Re: Searching non-ASCII text

From Stefan Boddie
DateWed, 5 Feb 2003 20:40:07 +1300
Subject Re: Searching non-ASCII text
In-Reply-To (3E36A3D1-602-reltech-org)
Hi Tim,

> I have a number of Greek and Latin manuscript texts with English
> commentary. I would like to use Greenstone to build a digital library
> that can search and display the documents along with images of the
> manuscripts.
> Does anyone have any idea how I should do this? I would like to use
> Unicode for the Greek but I don't know how a Unicode search string can
> be entered using the Greenstone search interface. I can use a font that
> maps ASCII characters to Greek ones, but then whoever uses the library
> will need to install the font.

Greenstone can output to the browser in (amongst many other encodings)
utf-8, iso-8859-7, or windows code page 1253, any of which will allow you to
display your Greek documents correctly (you'll need to uncomment the
appropriate "Encoding" lines in gsdletcmain.cfg to enable the latter two).

• _Data excerpt_
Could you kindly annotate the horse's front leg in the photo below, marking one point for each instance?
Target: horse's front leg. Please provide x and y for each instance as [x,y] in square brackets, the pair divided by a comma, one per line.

• _Problem 1_
Which character encodings does the post on searching non-ASCII text say Greenstone can output to the browser?
• _Problem 2_
In the post on searching non-ASCII text, what kind of texts does Tim want to build a digital library from?
• _Problem 3_
Pick up the post on searching non-ASCII text from its last sentence and continue it.

• _Exercise result 1_
utf-8, iso-8859-7, windows code page 1253

• _Exercise result 2_
Greek and Latin manuscript texts with English commentary.

• _Exercise result 3_
This doesn't help you much with the problem of how your users will enter
Greek characters into the search box though. I had a similar problem
recently with a collection containing Hawaiian documents. Hawaiian text
contains six characters for which most of us don't have a key on our
keyboards (five vowels with macrons and the glottal stop character). For
that we came up with a system where there were six buttons above the search
box, each having on it an image of one of the problem characters. When the
user clicked one of the buttons some simple javascript code inserted the
appropriate character into the search box. For the six Hawaiian characters
it worked quite well, particularly since most of the text could be typed in
as plain old ascii, with just a few requiring a mouse click on the
appropriate button. I'm not sure if this approach is viable for Greek with
so many more characters to worry about.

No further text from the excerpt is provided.